__Source__:
CLI: Provide a way to remove already indexed files from index #1018

Open
opened 2026-02-20 00:04:22 -05:00 by deekerman · 5 comments
Owner

Originally created by @rthomson83 on GitHub (Jul 8, 2021).

I've discovered what I believe to be an issue in the excluded files and folders after already being indexed. The only current way I can see is to reset the database to resolve. I've scoured the docs and cannot see anything that covers this scenario.

Expected

Adding a folder or file exclusion to ppignore should not only exclude from future index but purge any previews and folders from index.

Actual

Folder added to ppignore after an index has already run means the previews and folders are never removed.

Steps

  • Nextcloud folder mounted via Kubernetes volume mount
  • Run initial index
  • Add ppignore file in root of the mounted nextcloud folder
  • Add folder for exclusion to ppignore file
  • Re-run index and all the sub folders and previews that are part of the exclusion are still present in index.

__Goal 1__:
From the entries, output the lines between the one containing "dark sky, each" and the one containing "of the small", inclusive, copied word for word.

[Excerpt from a dataset]
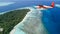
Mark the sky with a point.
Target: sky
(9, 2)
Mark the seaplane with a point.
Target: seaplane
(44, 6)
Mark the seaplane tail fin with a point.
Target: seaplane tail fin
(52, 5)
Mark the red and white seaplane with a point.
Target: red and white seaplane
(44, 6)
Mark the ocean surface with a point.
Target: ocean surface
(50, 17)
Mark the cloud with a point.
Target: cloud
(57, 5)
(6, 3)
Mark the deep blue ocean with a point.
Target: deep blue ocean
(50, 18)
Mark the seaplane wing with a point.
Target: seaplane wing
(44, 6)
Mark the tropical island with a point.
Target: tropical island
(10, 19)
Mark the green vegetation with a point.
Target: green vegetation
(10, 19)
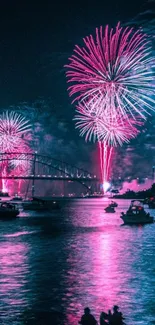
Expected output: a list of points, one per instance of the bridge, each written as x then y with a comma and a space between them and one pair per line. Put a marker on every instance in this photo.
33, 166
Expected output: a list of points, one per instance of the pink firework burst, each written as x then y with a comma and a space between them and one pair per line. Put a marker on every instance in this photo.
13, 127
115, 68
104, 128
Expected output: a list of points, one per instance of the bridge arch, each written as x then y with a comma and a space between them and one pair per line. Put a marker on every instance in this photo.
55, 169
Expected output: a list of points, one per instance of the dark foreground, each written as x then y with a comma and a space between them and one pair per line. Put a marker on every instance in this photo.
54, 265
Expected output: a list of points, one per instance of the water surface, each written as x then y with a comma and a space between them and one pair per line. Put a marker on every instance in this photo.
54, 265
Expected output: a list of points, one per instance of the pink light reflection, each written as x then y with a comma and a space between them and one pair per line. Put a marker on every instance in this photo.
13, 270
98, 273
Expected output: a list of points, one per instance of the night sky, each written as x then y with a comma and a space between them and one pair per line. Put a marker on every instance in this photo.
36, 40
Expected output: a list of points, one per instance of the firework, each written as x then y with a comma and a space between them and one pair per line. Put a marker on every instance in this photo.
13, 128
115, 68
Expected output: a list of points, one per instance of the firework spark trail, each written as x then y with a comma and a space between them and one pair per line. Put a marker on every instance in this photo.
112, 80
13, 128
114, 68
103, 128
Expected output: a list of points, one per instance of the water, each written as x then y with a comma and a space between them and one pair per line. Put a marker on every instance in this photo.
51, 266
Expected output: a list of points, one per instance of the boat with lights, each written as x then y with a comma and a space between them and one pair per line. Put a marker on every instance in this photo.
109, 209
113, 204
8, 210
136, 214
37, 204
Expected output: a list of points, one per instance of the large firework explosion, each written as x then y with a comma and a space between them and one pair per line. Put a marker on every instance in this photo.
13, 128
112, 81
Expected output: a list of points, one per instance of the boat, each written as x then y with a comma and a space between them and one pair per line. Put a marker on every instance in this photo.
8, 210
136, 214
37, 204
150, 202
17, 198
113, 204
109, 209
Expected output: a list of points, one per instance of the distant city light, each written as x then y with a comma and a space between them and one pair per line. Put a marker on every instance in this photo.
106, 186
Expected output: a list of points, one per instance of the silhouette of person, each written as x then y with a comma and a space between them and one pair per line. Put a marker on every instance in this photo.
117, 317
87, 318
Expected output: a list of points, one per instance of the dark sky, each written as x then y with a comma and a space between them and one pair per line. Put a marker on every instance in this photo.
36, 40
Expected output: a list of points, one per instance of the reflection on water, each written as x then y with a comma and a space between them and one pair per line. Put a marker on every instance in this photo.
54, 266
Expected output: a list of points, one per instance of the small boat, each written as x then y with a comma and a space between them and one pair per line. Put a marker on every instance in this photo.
* * *
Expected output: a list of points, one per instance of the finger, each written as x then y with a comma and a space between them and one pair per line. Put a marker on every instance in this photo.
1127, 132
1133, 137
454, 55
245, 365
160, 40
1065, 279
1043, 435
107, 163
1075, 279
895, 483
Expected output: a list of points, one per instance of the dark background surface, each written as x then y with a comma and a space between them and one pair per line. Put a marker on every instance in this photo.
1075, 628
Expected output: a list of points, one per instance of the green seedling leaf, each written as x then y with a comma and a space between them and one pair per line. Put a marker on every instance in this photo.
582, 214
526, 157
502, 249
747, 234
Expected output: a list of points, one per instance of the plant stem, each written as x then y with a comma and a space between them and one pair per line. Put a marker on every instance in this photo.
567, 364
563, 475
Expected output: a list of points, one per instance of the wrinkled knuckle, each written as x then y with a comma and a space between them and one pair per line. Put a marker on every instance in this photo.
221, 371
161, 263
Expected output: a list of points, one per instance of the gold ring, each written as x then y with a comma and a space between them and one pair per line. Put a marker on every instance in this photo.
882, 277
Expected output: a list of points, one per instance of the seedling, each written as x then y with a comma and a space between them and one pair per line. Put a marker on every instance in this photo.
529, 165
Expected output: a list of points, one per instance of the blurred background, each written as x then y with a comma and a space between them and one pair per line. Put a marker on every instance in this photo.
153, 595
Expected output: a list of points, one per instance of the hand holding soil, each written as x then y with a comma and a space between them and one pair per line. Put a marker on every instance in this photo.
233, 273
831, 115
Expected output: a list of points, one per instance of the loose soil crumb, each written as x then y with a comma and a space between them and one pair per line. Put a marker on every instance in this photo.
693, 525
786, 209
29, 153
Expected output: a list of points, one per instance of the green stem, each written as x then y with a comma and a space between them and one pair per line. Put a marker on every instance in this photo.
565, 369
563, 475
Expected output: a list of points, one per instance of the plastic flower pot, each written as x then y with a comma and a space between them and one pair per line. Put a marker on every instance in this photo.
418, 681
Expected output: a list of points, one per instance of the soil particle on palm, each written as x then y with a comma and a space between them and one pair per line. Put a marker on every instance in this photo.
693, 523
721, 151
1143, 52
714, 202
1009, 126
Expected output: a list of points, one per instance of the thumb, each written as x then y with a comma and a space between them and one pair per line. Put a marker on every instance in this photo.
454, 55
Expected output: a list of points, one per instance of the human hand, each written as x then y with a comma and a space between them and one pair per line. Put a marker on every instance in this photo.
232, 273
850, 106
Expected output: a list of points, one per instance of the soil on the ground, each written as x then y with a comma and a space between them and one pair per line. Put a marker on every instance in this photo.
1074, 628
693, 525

__Goal 2__:
Return the full issue about removing already indexed files from the index, reproduced word for word.

__Reply 1__:
Expected output: a list of points, one per instance of the dark sky, each written as x then y with a comma and a space between them and one pair per line. Put a marker on every instance in this photo.
36, 40
Expected output: a list of points, one per instance of the reflection on water, each written as x then y with a comma and a space between them and one pair per line. Put a marker on every instance in this photo.
54, 266
Expected output: a list of points, one per instance of the small boat, each written as x then y with a comma and a space between them and one pair per line. Put a marker on every instance in this photo.

__Reply 2__:
CLI: Provide a way to remove already indexed files from index #1018

Open
opened 2026-02-20 00:04:22 -05:00 by deekerman · 5 comments
Owner

Originally created by @rthomson83 on GitHub (Jul 8, 2021).

I've discovered what I believe to be an issue in the excluded files and folders after already being indexed. The only current way I can see is to reset the database to resolve. I've scoured the docs and cannot see anything that covers this scenario.

Expected

Adding a folder or file exclusion to ppignore should not only exclude from future index but purge any previews and folders from index.

Actual

Folder added to ppignore after an index has already run means the previews and folders are never removed.

Steps

  • Nextcloud folder mounted via Kubernetes volume mount
  • Run initial index
  • Add ppignore file in root of the mounted nextcloud folder
  • Add folder for exclusion to ppignore file
  • Re-run index and all the sub folders and previews that are part of the exclusion are still present in index.